| Required work |
Report every line of the listing below that contains the string "Query", matching case exactly.

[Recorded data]
━━━━━━━━━━
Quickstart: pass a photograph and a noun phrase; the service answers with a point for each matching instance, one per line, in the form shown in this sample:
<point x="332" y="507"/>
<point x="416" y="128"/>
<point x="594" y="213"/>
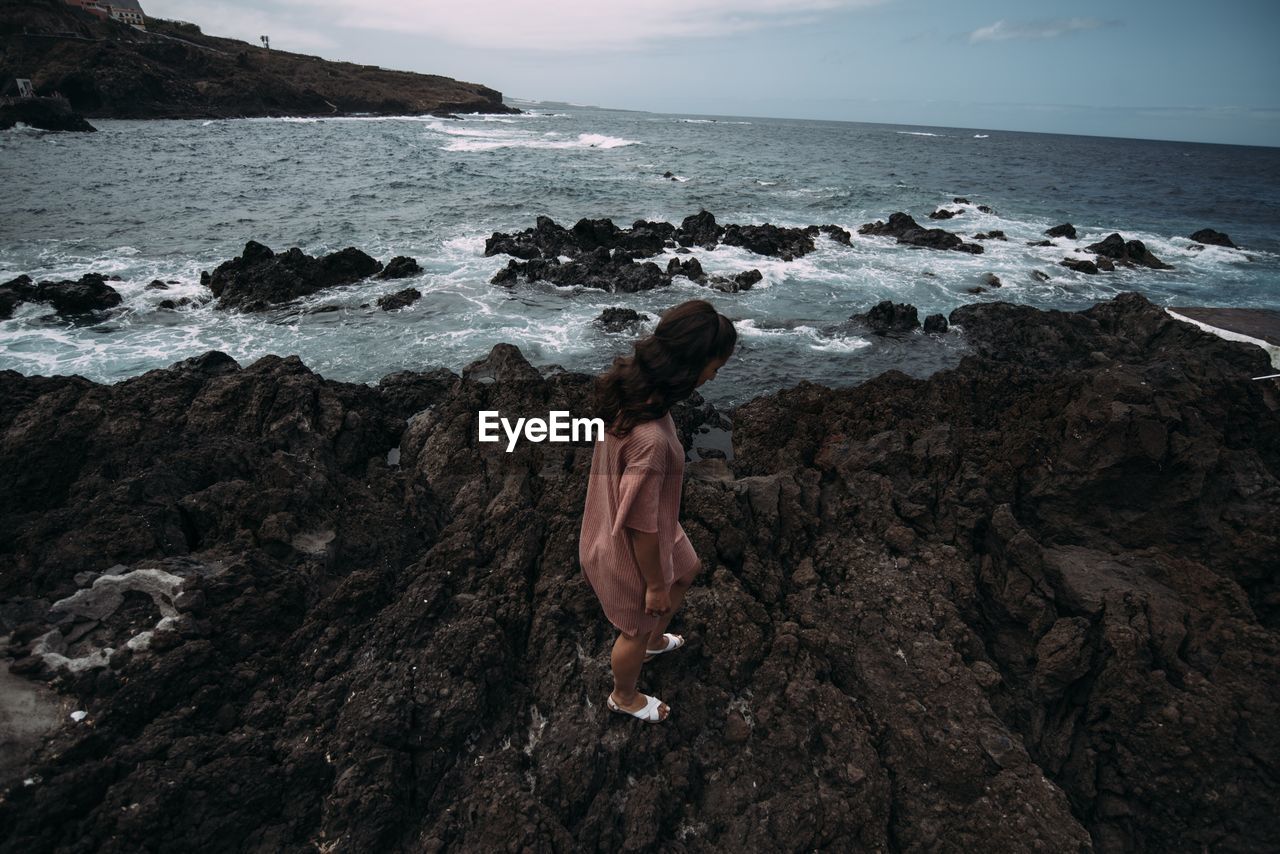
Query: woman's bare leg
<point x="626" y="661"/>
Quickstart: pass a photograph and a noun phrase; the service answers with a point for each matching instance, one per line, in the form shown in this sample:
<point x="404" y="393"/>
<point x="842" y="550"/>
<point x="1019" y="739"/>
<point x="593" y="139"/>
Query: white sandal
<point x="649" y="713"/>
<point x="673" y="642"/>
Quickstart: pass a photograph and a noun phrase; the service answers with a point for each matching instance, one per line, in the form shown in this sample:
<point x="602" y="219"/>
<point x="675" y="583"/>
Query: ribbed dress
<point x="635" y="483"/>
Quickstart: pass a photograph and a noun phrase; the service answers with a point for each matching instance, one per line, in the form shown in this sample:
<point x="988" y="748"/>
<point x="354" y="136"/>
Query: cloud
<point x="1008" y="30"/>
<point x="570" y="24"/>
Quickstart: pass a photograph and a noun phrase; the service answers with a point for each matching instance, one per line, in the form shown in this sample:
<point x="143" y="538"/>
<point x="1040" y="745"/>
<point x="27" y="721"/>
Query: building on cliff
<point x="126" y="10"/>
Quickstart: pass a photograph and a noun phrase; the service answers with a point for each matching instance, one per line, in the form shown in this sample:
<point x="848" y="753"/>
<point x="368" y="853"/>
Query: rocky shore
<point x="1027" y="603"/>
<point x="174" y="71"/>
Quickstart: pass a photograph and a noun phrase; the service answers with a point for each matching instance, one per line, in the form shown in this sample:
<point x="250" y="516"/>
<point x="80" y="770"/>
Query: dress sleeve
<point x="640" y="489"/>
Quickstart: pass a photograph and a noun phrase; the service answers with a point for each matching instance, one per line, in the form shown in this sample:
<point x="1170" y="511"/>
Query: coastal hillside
━━━━━━━━━━
| Correct response |
Query: woman's bare leg
Query: white sandal
Query: ribbed dress
Query: cloud
Query: building on cliff
Query: rocky shore
Query: dress sleeve
Query: coastal hillside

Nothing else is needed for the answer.